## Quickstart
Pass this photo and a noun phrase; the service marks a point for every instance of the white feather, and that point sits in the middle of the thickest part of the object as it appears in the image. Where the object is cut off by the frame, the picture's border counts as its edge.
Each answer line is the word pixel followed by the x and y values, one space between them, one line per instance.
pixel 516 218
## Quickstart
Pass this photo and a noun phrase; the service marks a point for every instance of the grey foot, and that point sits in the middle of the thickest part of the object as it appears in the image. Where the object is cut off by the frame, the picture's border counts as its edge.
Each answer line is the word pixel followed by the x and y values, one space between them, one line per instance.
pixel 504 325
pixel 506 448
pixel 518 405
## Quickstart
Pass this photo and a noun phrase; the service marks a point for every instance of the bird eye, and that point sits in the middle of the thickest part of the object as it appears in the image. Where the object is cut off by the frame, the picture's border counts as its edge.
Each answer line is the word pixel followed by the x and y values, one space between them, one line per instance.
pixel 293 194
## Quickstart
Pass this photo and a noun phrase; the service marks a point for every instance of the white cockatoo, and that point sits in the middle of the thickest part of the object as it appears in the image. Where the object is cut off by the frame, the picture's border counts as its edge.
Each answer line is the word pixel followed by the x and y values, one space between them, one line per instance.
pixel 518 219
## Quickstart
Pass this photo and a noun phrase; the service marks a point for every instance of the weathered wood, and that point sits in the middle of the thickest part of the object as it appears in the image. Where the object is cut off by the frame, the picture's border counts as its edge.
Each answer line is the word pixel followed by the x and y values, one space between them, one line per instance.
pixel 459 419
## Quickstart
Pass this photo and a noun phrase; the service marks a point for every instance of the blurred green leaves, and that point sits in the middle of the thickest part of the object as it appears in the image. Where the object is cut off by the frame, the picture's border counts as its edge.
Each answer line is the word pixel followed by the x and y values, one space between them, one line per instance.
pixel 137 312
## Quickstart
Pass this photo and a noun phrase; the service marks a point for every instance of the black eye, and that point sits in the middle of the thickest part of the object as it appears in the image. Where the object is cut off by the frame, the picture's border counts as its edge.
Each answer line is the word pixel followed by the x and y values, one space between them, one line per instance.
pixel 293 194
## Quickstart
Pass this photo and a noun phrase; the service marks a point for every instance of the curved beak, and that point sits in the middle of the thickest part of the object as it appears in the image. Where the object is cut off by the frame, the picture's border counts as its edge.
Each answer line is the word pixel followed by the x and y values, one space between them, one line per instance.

★ ★ ★

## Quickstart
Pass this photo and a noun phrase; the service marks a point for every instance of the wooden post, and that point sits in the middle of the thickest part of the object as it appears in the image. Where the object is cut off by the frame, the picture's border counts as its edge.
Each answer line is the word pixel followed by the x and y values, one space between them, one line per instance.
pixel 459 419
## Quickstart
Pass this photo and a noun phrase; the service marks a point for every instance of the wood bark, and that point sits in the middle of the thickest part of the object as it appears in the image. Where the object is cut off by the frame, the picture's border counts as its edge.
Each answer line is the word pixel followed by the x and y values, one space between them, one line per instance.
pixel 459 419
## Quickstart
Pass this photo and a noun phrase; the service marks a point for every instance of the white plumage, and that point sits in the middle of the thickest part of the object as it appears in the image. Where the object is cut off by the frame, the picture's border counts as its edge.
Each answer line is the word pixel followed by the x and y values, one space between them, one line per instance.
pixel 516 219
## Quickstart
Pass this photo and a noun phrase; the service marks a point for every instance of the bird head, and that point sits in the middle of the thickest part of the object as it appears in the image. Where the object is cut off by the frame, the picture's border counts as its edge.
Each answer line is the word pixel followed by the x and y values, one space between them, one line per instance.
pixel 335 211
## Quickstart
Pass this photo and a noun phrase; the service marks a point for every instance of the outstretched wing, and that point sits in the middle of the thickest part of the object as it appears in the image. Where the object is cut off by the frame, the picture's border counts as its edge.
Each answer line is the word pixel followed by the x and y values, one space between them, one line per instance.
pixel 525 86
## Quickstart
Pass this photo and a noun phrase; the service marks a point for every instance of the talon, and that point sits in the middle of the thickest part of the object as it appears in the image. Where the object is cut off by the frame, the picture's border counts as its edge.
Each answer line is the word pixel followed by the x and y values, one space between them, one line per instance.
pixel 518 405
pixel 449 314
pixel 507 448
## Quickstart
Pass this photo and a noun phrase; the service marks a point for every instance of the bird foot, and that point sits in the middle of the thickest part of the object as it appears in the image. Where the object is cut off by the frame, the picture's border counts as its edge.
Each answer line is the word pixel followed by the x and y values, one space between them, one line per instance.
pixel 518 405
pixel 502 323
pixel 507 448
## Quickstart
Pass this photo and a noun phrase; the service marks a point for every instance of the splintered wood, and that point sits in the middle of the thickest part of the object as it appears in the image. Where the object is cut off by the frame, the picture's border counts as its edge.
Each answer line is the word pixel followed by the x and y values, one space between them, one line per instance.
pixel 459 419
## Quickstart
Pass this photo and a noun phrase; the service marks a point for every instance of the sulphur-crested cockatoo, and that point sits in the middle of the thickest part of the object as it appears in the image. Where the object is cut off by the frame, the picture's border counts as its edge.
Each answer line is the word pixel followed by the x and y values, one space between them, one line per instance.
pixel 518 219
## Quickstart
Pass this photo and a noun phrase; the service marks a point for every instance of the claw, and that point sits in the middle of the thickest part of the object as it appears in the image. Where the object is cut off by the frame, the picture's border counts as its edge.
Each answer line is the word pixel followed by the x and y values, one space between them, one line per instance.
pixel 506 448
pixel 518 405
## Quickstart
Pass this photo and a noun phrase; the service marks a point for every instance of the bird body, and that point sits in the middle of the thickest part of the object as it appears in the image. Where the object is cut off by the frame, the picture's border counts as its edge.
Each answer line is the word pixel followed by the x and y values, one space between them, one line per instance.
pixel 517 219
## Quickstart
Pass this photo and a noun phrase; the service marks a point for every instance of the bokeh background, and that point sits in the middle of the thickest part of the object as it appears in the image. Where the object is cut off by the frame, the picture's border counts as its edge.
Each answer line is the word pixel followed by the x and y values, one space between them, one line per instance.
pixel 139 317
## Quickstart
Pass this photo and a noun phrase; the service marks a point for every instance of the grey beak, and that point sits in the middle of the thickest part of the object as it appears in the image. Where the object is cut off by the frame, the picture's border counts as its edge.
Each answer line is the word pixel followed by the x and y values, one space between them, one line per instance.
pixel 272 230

★ ★ ★

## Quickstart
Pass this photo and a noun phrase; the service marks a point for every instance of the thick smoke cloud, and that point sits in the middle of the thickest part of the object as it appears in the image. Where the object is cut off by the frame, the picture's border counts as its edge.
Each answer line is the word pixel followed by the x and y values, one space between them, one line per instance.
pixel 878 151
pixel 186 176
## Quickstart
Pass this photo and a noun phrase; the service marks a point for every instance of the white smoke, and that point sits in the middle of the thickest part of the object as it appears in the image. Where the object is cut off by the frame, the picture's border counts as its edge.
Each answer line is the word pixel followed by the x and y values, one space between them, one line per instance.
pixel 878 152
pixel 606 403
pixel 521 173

★ ★ ★

### What you should do
Report how many lines in the rows above contain the word "foot", treating case as significant, and give only the number.

### Reply
2